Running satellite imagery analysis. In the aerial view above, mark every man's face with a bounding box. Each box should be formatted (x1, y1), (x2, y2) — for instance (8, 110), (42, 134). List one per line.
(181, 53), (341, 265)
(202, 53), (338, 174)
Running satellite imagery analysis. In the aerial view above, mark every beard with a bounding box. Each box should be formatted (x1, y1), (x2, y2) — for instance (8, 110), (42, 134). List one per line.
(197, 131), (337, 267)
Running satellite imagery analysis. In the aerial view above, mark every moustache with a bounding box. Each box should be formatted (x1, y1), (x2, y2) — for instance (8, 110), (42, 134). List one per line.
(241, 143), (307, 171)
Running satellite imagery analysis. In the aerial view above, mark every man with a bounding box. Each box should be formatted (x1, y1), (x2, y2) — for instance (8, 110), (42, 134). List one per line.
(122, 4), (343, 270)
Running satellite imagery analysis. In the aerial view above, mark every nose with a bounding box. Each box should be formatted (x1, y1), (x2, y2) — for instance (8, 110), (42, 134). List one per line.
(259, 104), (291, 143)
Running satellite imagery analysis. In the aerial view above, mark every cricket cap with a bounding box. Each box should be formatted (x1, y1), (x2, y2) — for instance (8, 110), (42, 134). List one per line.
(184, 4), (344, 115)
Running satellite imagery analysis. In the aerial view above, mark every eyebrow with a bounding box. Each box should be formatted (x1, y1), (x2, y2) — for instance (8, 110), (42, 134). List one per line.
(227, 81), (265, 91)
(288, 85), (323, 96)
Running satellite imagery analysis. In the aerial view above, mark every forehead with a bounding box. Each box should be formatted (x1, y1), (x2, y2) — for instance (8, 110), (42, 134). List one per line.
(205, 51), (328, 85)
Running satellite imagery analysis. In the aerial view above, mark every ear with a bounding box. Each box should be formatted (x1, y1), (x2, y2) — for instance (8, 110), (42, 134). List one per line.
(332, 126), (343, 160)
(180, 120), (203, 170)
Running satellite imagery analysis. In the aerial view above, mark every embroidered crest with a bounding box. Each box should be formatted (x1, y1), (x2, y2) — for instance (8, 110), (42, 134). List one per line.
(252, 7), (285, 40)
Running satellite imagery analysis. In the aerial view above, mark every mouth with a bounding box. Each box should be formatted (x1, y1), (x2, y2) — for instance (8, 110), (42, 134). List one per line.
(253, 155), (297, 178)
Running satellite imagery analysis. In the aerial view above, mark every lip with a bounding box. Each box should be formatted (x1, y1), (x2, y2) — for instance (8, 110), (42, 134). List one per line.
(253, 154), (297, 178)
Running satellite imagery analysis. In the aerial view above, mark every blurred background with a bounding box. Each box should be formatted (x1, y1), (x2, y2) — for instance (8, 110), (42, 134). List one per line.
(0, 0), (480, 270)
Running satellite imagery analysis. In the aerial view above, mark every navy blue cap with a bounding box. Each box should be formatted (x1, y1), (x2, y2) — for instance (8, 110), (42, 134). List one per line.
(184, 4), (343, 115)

:::

Scale the listing from its first line through the line containing "(180, 120), (203, 170)", both included, by repeating every line, requests too, with each bounding-box coordinate in the answers multiplied by 2.4 and rounded to a whole number, halves rounded up. Leave all numbers in the requests, including their format sample, unchanged.

→ Exercise solution
Running satellite imagery analysis. In the aerial view above, mark every man's face with a bounding box. Each box should be formatted (x1, y1), (x2, y2) — for instance (8, 110), (42, 134). List one per line.
(434, 127), (818, 636)
(485, 127), (811, 418)
Running satellite imagery analysis. In the aerial view above, mark every beard with a bounding box. Each box should be formatted (x1, y1), (x2, y2) — for instance (8, 110), (42, 134). List one per line.
(473, 314), (809, 641)
Running satellite imagery analysis. In the aerial view above, mark every moustache with a bounding box. Each box should be formatted (x1, y1), (x2, y2) — for instance (8, 110), (42, 134). List one per line.
(578, 343), (737, 410)
Running satellite imagery analysis. In the aerial view above, mark every man with a bounding box. Each box should be formatted (x1, y1), (x2, y2) — for instance (8, 110), (42, 134). List one per line.
(293, 10), (823, 648)
Running satellite imagery analysis. In the aerial view above, mark every nose with a bounding box. Each box should be formatted (x1, y1), (x2, y2) — for instance (8, 110), (42, 134). List one per line.
(622, 250), (698, 343)
Running satellite imagery analysis. In the aerial view above, mark every cricket cap with a bounding box. Each box should be formatted (x1, y1), (x2, y2) — for instance (8, 110), (42, 134). List one per line.
(442, 10), (826, 276)
Running satellite imagery analysis. In the aerial view above, mark every eyebrow with a bounding box. Each box should be formatted (x1, y1), (x2, y2) — for instance (8, 110), (42, 134). List one per line.
(545, 194), (636, 218)
(691, 204), (775, 230)
Running satellite imagery analysis. In the aerial view above, mark every forehead with a bounding box. Each box should be formatted (x1, y1), (x2, y2) — for instance (8, 110), (42, 134). List one per line.
(492, 122), (787, 204)
Running satellite imagery analysis. In the aerial view above, mark every ear with a bounding box. Each box should be formatted (x1, y1), (x2, y2) — for instance (8, 110), (42, 134). List one per line.
(797, 302), (823, 384)
(432, 288), (487, 408)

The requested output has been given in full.